### Requirements
Every line from the line containing "If you could mark the cobblestone" through the final line below is to be repeated exactly; no other line is.

........

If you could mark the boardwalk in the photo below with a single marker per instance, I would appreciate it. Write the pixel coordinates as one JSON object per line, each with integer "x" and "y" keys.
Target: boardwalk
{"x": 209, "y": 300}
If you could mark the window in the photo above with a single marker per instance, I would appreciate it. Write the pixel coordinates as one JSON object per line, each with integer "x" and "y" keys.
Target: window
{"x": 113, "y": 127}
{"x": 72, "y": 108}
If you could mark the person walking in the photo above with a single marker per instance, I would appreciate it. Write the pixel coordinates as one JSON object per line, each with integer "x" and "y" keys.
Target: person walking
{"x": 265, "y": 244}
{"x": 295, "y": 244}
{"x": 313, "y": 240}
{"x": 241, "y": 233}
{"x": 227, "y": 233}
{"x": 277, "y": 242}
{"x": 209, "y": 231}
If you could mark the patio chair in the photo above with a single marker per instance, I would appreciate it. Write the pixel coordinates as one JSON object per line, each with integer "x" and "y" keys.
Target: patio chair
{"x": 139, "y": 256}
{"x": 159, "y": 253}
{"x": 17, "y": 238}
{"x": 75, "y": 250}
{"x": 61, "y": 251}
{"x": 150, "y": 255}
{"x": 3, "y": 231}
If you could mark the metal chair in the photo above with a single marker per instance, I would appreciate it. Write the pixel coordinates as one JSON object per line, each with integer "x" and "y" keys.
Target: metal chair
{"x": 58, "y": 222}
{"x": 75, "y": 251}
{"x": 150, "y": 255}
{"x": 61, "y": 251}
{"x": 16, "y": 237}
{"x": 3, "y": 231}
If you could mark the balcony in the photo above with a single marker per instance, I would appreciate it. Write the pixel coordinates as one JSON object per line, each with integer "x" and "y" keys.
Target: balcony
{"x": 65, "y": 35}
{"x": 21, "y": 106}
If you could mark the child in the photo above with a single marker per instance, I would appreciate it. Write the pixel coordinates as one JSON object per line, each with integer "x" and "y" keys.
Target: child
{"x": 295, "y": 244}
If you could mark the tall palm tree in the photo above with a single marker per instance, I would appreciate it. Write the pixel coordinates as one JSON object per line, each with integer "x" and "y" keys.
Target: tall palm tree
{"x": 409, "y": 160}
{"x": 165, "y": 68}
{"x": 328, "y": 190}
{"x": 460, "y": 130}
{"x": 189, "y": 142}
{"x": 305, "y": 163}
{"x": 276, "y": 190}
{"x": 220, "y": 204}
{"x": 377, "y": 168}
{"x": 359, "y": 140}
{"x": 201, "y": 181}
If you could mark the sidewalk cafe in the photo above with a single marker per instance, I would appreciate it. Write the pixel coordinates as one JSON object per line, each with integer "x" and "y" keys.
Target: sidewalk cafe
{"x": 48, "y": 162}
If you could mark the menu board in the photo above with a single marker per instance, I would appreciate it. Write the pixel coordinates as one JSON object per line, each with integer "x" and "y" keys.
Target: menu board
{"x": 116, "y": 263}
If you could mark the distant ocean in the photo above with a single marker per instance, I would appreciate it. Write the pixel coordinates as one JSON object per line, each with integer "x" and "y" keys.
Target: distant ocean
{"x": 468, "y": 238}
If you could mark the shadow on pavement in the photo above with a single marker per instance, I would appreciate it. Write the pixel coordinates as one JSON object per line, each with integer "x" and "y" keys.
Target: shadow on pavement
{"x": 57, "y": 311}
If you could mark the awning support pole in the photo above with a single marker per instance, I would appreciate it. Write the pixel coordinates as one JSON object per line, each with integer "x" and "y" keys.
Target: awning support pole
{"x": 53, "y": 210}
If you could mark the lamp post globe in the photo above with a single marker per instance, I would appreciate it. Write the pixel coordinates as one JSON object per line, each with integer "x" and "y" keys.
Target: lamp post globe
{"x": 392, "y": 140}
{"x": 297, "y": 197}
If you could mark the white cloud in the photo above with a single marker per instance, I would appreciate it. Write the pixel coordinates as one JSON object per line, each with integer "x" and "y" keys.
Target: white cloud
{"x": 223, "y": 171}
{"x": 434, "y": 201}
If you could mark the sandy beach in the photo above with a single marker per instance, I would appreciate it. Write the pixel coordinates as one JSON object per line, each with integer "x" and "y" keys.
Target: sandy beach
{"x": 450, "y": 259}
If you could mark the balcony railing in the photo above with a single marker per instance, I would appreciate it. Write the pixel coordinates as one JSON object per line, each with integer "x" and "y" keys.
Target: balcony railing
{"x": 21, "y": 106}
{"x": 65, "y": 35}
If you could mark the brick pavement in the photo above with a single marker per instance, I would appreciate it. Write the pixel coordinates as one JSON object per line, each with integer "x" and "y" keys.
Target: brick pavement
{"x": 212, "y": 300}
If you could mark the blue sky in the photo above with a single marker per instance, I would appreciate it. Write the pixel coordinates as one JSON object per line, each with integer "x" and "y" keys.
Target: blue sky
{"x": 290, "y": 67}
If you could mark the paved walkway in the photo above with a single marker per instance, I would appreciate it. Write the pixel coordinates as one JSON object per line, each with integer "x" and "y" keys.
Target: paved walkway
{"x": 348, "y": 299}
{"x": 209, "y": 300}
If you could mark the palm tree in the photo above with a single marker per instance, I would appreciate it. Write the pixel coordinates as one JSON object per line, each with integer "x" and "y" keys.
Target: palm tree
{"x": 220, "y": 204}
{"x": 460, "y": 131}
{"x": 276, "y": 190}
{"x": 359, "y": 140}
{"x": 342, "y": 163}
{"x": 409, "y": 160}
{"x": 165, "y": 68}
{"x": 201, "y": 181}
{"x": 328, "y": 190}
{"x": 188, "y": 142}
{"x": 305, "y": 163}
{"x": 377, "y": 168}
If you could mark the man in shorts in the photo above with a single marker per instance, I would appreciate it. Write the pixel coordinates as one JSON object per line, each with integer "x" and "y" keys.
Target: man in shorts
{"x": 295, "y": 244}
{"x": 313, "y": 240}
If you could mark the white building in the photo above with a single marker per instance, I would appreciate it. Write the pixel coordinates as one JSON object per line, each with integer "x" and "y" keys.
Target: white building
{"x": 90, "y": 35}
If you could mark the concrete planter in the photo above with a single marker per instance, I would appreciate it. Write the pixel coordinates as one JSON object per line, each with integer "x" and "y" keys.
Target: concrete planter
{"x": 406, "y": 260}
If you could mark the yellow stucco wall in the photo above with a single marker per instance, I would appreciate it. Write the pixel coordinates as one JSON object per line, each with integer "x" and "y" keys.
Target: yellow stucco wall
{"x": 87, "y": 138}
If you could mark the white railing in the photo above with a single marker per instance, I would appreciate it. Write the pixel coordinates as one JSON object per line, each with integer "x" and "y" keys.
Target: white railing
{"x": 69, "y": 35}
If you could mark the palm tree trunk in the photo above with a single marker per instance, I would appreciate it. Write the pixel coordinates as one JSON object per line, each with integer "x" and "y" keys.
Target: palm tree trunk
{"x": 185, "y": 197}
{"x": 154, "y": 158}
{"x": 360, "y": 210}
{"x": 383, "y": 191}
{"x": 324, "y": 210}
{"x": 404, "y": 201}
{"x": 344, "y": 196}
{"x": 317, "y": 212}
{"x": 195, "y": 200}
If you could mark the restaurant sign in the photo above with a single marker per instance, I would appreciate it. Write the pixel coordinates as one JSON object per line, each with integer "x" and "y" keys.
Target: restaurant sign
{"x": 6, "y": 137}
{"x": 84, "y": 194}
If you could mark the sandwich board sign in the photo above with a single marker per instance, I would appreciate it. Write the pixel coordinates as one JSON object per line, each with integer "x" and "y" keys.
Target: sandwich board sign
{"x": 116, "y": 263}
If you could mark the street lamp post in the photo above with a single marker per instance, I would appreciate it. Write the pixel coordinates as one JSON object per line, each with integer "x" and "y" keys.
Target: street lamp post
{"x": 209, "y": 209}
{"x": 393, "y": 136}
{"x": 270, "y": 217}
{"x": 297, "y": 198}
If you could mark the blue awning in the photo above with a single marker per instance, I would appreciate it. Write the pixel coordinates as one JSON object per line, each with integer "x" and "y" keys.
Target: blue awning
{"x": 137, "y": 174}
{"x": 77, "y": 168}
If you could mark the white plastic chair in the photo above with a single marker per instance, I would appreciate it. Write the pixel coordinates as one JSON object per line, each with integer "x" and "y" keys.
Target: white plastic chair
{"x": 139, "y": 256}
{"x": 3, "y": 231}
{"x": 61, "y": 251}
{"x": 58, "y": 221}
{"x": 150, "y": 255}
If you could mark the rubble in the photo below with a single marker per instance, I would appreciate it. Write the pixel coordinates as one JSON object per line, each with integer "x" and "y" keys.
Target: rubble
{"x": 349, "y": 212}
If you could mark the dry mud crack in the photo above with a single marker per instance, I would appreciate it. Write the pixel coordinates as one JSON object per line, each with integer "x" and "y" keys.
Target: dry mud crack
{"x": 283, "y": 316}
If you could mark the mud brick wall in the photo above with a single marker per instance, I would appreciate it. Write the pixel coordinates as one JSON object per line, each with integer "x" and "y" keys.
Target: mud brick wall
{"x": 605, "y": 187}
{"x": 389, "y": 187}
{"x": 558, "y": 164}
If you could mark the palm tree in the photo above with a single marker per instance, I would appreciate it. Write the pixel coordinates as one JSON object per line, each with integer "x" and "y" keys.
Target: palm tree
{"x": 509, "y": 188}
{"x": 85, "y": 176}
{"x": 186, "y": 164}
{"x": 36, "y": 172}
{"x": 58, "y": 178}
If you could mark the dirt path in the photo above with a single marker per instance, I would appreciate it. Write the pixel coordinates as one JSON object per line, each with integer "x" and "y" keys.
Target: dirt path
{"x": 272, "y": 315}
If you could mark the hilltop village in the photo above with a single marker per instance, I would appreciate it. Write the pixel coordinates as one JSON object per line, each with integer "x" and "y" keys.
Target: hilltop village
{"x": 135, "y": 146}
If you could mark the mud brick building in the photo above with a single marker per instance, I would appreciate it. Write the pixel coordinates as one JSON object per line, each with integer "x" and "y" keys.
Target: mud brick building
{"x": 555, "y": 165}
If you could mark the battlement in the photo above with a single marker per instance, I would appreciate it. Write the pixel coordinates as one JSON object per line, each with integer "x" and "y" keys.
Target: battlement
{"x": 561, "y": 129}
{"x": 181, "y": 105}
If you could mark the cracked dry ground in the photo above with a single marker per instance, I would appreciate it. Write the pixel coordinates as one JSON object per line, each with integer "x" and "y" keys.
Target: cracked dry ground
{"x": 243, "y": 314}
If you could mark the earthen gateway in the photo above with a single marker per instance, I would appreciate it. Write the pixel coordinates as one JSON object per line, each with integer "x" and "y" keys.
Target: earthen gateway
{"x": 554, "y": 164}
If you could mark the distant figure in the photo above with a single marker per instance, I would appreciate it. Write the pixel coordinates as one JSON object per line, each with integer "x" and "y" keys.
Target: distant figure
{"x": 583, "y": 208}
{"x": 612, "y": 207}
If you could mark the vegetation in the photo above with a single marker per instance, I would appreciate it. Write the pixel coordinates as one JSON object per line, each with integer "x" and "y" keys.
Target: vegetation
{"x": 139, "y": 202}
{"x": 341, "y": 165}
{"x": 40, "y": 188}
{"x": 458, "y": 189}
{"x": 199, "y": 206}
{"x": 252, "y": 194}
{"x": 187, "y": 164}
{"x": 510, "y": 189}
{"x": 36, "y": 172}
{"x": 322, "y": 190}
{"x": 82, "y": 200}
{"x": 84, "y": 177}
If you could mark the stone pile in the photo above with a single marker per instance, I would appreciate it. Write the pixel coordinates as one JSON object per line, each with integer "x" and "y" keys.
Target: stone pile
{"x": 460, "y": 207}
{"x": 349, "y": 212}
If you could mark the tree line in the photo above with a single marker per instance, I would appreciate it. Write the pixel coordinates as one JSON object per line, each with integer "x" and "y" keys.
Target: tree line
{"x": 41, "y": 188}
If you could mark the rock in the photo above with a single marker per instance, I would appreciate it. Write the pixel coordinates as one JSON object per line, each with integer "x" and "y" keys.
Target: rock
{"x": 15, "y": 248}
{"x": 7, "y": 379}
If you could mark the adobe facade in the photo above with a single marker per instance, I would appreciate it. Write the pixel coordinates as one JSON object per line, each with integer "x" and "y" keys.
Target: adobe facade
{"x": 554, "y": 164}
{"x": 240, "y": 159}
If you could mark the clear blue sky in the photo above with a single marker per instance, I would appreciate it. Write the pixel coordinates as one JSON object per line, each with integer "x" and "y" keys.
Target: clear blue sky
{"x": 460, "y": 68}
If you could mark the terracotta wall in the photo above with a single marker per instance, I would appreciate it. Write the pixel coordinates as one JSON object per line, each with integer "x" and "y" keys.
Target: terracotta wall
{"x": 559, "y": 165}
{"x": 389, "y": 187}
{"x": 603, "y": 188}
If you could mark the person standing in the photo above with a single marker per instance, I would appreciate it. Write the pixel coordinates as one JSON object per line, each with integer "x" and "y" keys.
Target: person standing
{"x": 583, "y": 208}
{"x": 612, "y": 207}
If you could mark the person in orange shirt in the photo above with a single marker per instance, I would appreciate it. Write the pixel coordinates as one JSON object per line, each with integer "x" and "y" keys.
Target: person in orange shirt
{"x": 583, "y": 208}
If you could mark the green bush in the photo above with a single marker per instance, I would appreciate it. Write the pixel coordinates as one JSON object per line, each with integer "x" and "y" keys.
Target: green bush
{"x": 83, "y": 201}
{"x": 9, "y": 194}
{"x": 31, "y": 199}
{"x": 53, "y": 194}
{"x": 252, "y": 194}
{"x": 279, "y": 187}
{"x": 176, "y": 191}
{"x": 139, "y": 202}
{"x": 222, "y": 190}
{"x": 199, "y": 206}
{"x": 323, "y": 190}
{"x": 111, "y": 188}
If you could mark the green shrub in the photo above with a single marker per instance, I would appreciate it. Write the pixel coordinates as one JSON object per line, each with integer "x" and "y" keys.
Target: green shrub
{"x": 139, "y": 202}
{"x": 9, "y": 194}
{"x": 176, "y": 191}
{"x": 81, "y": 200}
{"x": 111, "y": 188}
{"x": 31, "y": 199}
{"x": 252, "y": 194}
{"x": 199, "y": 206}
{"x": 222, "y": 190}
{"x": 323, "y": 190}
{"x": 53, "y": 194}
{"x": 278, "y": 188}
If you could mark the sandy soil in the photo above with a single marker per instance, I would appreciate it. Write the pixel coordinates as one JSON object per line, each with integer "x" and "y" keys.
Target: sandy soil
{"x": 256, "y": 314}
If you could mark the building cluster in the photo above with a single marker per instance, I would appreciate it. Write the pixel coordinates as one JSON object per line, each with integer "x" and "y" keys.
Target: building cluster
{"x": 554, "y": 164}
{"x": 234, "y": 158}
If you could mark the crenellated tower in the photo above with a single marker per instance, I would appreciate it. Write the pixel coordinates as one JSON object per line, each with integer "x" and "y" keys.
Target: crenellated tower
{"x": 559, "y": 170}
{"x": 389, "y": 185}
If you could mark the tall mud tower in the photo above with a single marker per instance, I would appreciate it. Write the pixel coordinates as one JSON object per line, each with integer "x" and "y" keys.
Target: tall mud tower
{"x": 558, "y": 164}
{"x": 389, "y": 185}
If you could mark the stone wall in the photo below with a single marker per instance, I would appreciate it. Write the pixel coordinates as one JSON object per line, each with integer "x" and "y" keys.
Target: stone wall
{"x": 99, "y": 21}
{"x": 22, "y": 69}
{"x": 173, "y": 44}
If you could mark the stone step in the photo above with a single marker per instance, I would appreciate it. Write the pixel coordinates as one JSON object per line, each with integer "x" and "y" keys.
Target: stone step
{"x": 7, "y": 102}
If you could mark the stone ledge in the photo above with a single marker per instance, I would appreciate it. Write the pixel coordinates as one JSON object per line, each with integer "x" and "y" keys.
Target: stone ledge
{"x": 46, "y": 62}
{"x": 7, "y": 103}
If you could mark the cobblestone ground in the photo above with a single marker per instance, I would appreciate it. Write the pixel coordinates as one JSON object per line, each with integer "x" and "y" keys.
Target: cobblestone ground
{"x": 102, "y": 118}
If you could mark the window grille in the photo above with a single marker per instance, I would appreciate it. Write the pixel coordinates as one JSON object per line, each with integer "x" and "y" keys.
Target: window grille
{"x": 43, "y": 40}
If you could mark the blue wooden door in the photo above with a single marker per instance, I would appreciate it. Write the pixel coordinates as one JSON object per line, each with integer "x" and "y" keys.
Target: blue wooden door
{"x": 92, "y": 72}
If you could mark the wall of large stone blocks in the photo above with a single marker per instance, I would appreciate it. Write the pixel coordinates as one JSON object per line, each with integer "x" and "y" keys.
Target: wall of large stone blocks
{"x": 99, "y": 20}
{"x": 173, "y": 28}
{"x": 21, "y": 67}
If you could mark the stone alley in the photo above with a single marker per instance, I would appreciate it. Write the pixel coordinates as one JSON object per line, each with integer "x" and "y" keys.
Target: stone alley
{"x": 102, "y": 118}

........

### Finished task
If you could mark the cobblestone ground in the photo above with a single marker per instance, I would appreciate it. Write the pixel coordinates as one JSON object per line, each with integer "x" and "y" keys.
Target: cobblestone ground
{"x": 102, "y": 118}
If you could mark the window grille in the photo above with a single marker per instance, I would appreciate it. Write the pixel coordinates as one JSON object per line, each with integer "x" and "y" keys.
Target: window grille
{"x": 43, "y": 40}
If you could mark the blue wooden door in the photo above with a single marker per instance, I would appreciate it. Write the pixel coordinates as one JSON object per line, each with integer "x" and "y" keys.
Target: blue wooden door
{"x": 92, "y": 72}
If you could mark the wall of large stone blocks in the photo above with a single marker per instance, I would appreciate it. Write the pixel coordinates as one JSON object per line, each with integer "x" and "y" keys.
Target: wall of large stone blocks
{"x": 99, "y": 20}
{"x": 173, "y": 28}
{"x": 21, "y": 67}
If you could mark the stone alley in the photo above with a single marker per instance, I would appreciate it. Write the pixel coordinates as one JSON object per line, each with integer "x" and "y" keys.
Target: stone alley
{"x": 102, "y": 118}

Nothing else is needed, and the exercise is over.